● Extrait proposé:
□ □ □ □ □ □ □

Photo par JJ Jordan sur Unsplash

Quel rapport entre la sagesse et l’expérimentation ? J’ai été frappé, récemment, par l’étymologie du verbe «  essayer  ».

Notre excellent Trésor de la langue française nous rappelle que «  essai  » nous vient du latin exagium (grec exagion), qui était le pesage, le poids (d’un métal précieux, notamment). Donc essayer, ce serait soupeser, évaluer quelque chose1.

Oui, mais ce n’est là qu’une partie de l’histoire…

Essayer, soupeser, goûter, savoir?

En italien, un essai (au sens de «  première production  » d’un artisan/artiste, ou de «  texte qui approche un sujet sans viser à l’exhaustivité  »), se dit saggio. Et là, on dirait qu’on a un curieux doublet, dans le sens que le mot aurait bien la même forme et sans doute la même origine indo-européenne, mais qu’il a pris un chemin différent.

Le mot essai dans ce sens remonterait au Latin sapere, qui est dans le même ordre d’idées, mais très différent…

Sapere veut dire soit «  avoir du goût ou une odeur  » (pour un met), terme qu’on trouve toujours tel quel dans l’italien moderne2.

On le retrouve aussi dans le verbe italien assaggiare (ad, «  vers  » et sapere) donc «  goûter  » un met, précisément; et le substantif assaggio: «  l’action de goûter  », «  avant-goût  », et au sens figuré: «  aperçu  » (d’un sujet).

Mais sapere, voulait dire (et veut toujours dire) savoir, au sens d’exercer sa sagesse.

Définition: sagesse

Connaissance du vrai et du bien, fondée sur la raison et l’expérience.

Dér. de sage; suff. -esse.

Sage: Du lat. pop. sabius, issu de sabidus par changement de suff., altér. du lat. impérial sapidus « qui a du goût, de la saveur », au iv^e s. (…) « sage ».

TLFi (Sagesse, Sage)

C’est comme si les deux sens de l’odeur ou du goût, étaient devenus la métaphore de la capacité de l’esprit à appréhender le monde.

□ □ □ □ □ □ □

● Jeu de données:

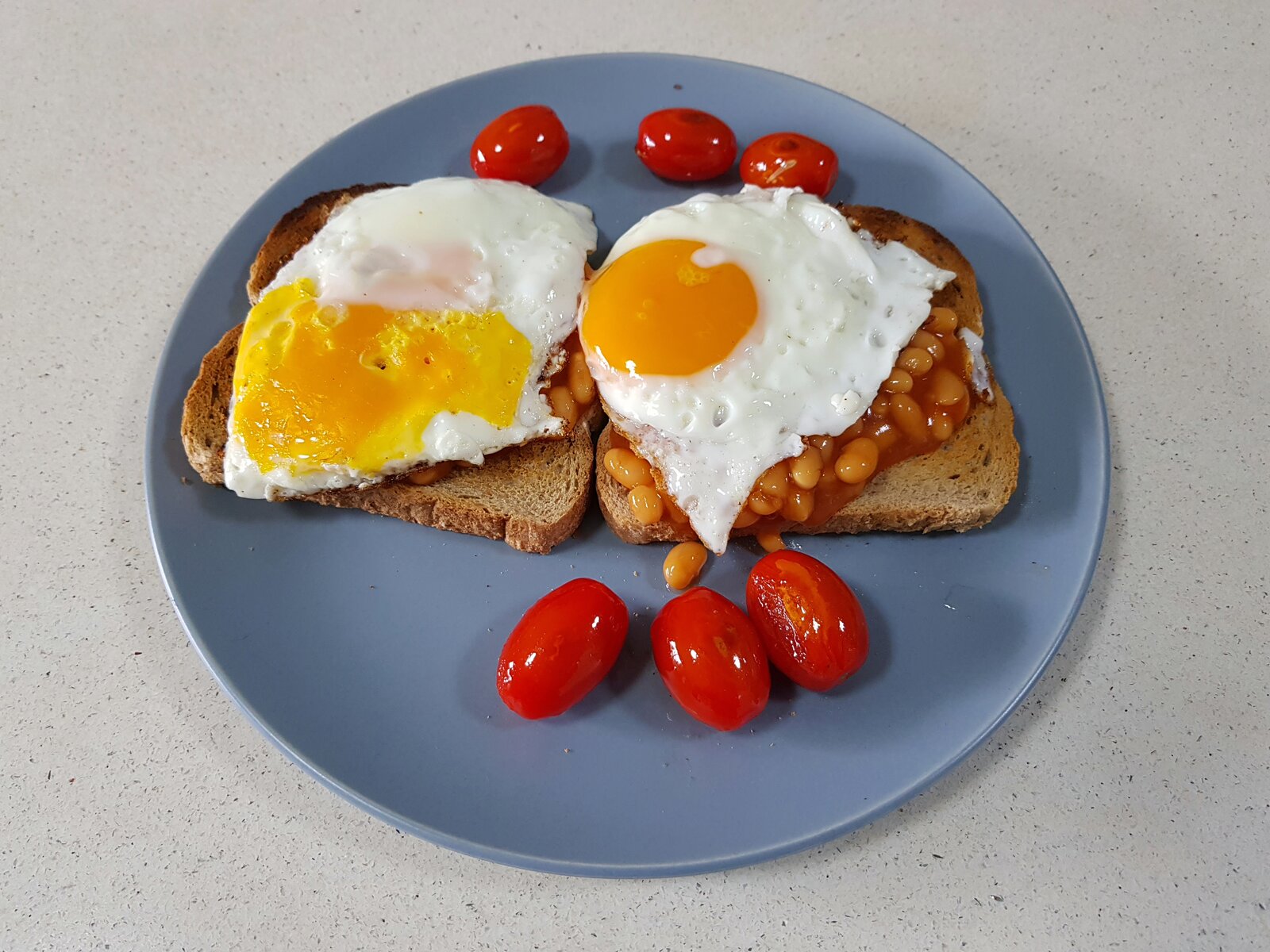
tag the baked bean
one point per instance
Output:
(899, 381)
(930, 343)
(798, 505)
(581, 385)
(647, 505)
(776, 482)
(683, 565)
(857, 461)
(770, 541)
(914, 361)
(826, 446)
(563, 404)
(886, 438)
(946, 387)
(910, 416)
(628, 467)
(806, 467)
(762, 505)
(425, 478)
(943, 321)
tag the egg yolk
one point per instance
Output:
(656, 311)
(357, 385)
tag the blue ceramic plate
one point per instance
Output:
(365, 647)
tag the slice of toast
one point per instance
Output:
(531, 497)
(959, 486)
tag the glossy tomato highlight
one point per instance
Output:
(810, 620)
(562, 649)
(686, 145)
(527, 145)
(791, 160)
(711, 659)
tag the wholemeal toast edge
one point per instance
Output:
(962, 486)
(531, 497)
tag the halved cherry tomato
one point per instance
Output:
(526, 145)
(562, 649)
(810, 620)
(791, 160)
(711, 659)
(686, 145)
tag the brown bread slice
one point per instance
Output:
(959, 486)
(531, 497)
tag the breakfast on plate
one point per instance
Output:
(410, 352)
(768, 362)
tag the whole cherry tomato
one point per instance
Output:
(526, 145)
(686, 145)
(791, 160)
(562, 649)
(711, 659)
(810, 622)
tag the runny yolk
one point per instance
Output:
(660, 311)
(357, 385)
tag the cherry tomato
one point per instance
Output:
(562, 649)
(711, 659)
(810, 622)
(791, 160)
(526, 145)
(686, 145)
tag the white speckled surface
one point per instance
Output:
(1127, 805)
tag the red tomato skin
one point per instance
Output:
(686, 145)
(791, 160)
(562, 649)
(810, 620)
(526, 145)
(711, 659)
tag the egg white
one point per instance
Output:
(835, 309)
(471, 245)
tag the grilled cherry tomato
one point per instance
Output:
(711, 659)
(810, 622)
(562, 649)
(526, 145)
(791, 160)
(686, 145)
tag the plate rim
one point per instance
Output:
(618, 869)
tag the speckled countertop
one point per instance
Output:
(1127, 804)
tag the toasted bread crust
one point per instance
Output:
(295, 230)
(959, 486)
(531, 497)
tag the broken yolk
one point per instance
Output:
(656, 311)
(357, 385)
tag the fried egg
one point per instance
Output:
(724, 329)
(414, 328)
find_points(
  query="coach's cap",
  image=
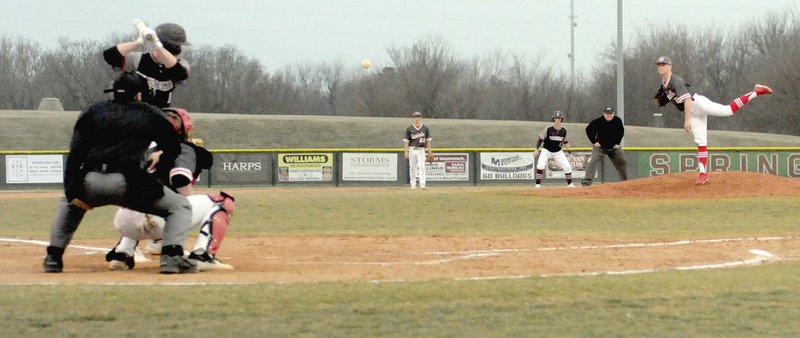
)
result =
(663, 60)
(126, 86)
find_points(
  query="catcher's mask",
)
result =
(180, 121)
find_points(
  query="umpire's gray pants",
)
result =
(617, 157)
(107, 189)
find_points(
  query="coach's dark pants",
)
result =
(112, 189)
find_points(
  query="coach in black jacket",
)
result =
(605, 134)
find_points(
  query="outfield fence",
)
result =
(43, 169)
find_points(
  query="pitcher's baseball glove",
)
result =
(661, 98)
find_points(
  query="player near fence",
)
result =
(605, 133)
(553, 138)
(416, 144)
(108, 164)
(697, 108)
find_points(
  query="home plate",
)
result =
(763, 254)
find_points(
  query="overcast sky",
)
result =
(285, 32)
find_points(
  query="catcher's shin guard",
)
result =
(214, 225)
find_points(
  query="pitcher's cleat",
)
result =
(701, 179)
(762, 90)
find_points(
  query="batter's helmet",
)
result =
(173, 36)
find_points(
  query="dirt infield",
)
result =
(289, 259)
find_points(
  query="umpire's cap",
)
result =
(663, 60)
(126, 86)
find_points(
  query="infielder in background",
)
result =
(697, 108)
(212, 213)
(553, 138)
(108, 164)
(605, 133)
(416, 144)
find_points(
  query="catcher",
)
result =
(212, 213)
(416, 144)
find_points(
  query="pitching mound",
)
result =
(681, 185)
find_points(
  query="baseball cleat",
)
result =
(153, 247)
(177, 264)
(119, 260)
(701, 179)
(762, 90)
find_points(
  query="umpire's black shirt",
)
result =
(608, 133)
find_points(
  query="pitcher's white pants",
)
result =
(702, 108)
(416, 165)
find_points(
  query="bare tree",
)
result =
(427, 69)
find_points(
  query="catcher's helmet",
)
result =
(173, 36)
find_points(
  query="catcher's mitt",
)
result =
(661, 97)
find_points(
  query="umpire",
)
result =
(108, 163)
(605, 134)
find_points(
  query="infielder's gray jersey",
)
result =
(418, 137)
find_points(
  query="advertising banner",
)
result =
(22, 169)
(369, 167)
(507, 166)
(241, 168)
(305, 167)
(786, 164)
(448, 167)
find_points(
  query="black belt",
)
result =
(105, 168)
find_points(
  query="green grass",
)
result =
(755, 301)
(748, 301)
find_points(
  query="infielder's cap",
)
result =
(663, 60)
(126, 85)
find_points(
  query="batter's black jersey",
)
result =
(677, 90)
(160, 79)
(417, 137)
(553, 138)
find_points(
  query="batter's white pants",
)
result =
(416, 166)
(702, 108)
(135, 226)
(560, 158)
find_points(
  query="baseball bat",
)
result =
(139, 24)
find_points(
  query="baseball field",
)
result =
(648, 257)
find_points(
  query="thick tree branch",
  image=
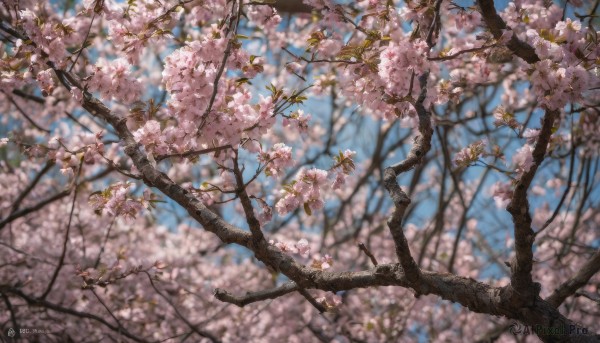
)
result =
(518, 207)
(477, 296)
(252, 297)
(401, 200)
(496, 25)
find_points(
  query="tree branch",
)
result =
(522, 264)
(496, 25)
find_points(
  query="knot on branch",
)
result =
(391, 185)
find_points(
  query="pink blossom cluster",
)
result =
(470, 154)
(399, 60)
(151, 136)
(46, 81)
(302, 247)
(298, 120)
(115, 201)
(47, 39)
(343, 167)
(563, 75)
(503, 117)
(502, 192)
(131, 27)
(278, 158)
(113, 80)
(523, 159)
(306, 190)
(266, 17)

□ □ □ □ □ □ □

● Consignes de travail:
#1 Relevez tel quel, dans l'extrait proposé, le passage qui va de « Le mot essai » à « dans l’italien moderne2. ».
#2 Reformulez sous forme de liste le paragraphe de l'extrait proposé qui commence par « Notre excellent Trésor », en conservant ses faits principaux.
#3 Traduisez en anglais cette phrase de l'extrait proposé : « C’est comme si les deux sens de l’odeur ou du goût, étaient devenus la métaphore de la capacité de l’esprit à appréhender le monde. »

● Corrigé:
#1
Le mot essai dans ce sens remonterait au Latin sapere, qui est dans le même ordre d’idées, mais très différent…

Sapere veut dire soit «  avoir du goût ou une odeur  » (pour un met), terme qu’on trouve toujours tel quel dans l’italien moderne2.

#2
- D'après le Trésor de la langue française, « essai » vient du latin exagium (grec exagion).
- Ce mot désignait le pesage, le poids, notamment d'un métal précieux.
- Essayer reviendrait donc à soupeser, à évaluer quelque chose.

#3 It is as if the two senses of smell or taste had become the metaphor for the mind's ability to grasp the world.